Passage to read:
........

[SPARK-35389][SQL] V2 ScalarFunction should support magic method with null arguments

### What changes were proposed in this pull request?

When creating `Invoke` and `StaticInvoke` for `ScalarFunction`'s magic method, set `propagateNull` to false.

### Why are the changes needed?

When `propgagateNull` is true (which is the default value), `Invoke` and `StaticInvoke` will return null if any of the argument is null. For scalar function this is incorrect, as we should leave the logic to function implementation instead.

### Does this PR introduce _any_ user-facing change?

Yes. Now null arguments shall be properly handled with magic method.

### How was this patch tested?

Added new tests.

Closes #32553 from sunchao/SPARK-35389.

Authored-by: Chao Sun <sunchao@apple.com>
Signed-off-by: Wenchen Fan <wenchen@databricks.com>
This commit is contained in:
Chao Sun 2021-05-18 08:45:55 +00:00 committed by Wenchen Fan
parent cce0048c78
commit 44d762abc6
5 changed files with 96 additions and 10 deletions

View file

@ -31,6 +31,7 @@ import org.apache.spark.sql.types.DataType;
* InternalRow API for the {@link DataType SQL data type} returned by {@link #resultType()}.
* The mapping between {@link DataType} and the corresponding JVM type is defined below.
* <p>
* <h2> Magic method </h2>
* <b>IMPORTANT</b>: the default implementation of {@link #produceResult} throws
* {@link UnsupportedOperationException}. Users must choose to either override this method, or
* implement a magic method with name {@link #MAGIC_METHOD_NAME}, which takes individual parameters
@ -82,6 +83,24 @@ import org.apache.spark.sql.types.DataType;
* following the mapping defined below, and then checking if there is a matching method from all the
* declared methods in the UDF class, using method name and the Java types.

........

What you will do:
1) Summarize the Spark commit page in two sentences.
2) Write the next part of the Spark commit page, starting right after its last line.
The lines from here on are taken from a separate source, not from the Spark commit page.

........

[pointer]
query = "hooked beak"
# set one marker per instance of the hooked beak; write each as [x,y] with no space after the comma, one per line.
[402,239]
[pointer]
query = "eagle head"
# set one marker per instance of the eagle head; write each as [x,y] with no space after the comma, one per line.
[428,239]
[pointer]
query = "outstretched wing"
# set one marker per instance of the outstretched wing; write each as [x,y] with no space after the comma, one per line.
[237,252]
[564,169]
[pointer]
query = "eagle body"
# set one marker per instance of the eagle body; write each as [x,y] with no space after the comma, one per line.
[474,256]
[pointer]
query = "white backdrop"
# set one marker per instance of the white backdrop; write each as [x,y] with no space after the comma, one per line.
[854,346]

........

Task answers:
1) The change sets `propagateNull` to false when creating `Invoke` and `StaticInvoke` for a `ScalarFunction`'s magic method. With the default of true they return null if any argument is null, which is incorrect for scalar functions because the logic should be left to the function implementation, so null arguments are now properly handled with the magic method and new tests were added.

2)
* <p>
* <h2> Handling of nullable primitive arguments </h2>
* The handling of null primitive arguments is different between the magic method approach and
* the {@link #produceResult} approach. With the former, whenever any of the method arguments meet
* the following conditions:
* <ol>
* <li>the argument is of primitive type</li>
* <li>the argument is nullable</li>
* <li>the value of the argument is null</li>
* </ol>
* Spark will return null directly instead of calling the magic method. On the other hand, Spark
* will pass null primitive arguments to {@link #produceResult} and it is user's responsibility to
* handle them in the function implementation.
* <p>
* Because of the difference, if Spark users want to implement special handling of nulls for
* nullable primitive arguments, they should override the {@link #produceResult} method instead
* of using the magic method approach.
* <p>
* <h2> Spark data type to Java type mapping </h2>
* The following are the mapping from {@link DataType SQL data type} to Java type which is used
* by Spark to infer parameter types for the magic methods as well as return value type for
* {@link #produceResult}:

View file

@ -2204,11 +2204,12 @@ class Analyzer(override val catalogManager: CatalogManager)
findMethod(scalarFunc, MAGIC_METHOD_NAME, argClasses) match {
case Some(m) if Modifier.isStatic(m.getModifiers) =>
StaticInvoke(scalarFunc.getClass, scalarFunc.resultType(),
MAGIC_METHOD_NAME, arguments, returnNullable = scalarFunc.isResultNullable)
MAGIC_METHOD_NAME, arguments, propagateNull = false,
returnNullable = scalarFunc.isResultNullable)
case Some(_) =>
val caller = Literal.create(scalarFunc, ObjectType(scalarFunc.getClass))
Invoke(caller, MAGIC_METHOD_NAME, scalarFunc.resultType(),
arguments, returnNullable = scalarFunc.isResultNullable)
arguments, propagateNull = false, returnNullable = scalarFunc.isResultNullable)
case _ =>
// TODO: handle functions defined in Scala too - in Scala, even if a
// subclass do not override the default method in parent interface

View file

@ -50,7 +50,10 @@ trait InvokeLike extends Expression with NonSQLExpression {
def propagateNull: Boolean
protected lazy val needNullCheck: Boolean = propagateNull && arguments.exists(_.nullable)
protected lazy val needNullCheck: Boolean = needNullCheckForIndex.contains(true)
protected lazy val needNullCheckForIndex: Array[Boolean] =
arguments.map(a => a.nullable && (propagateNull ||
ScalaReflection.dataTypeJavaClass(a.dataType).isPrimitive)).toArray
protected lazy val evaluatedArgs: Array[Object] = new Array[Object](arguments.length)
private lazy val boxingFn: Any => Any =
ScalaReflection.typeBoxedJavaMapping
@ -89,7 +92,7 @@ trait InvokeLike extends Expression with NonSQLExpression {
val reset = s"$resultIsNull = false;"
val argCodes = arguments.zipWithIndex.map { case (e, i) =>
val expr = e.genCode(ctx)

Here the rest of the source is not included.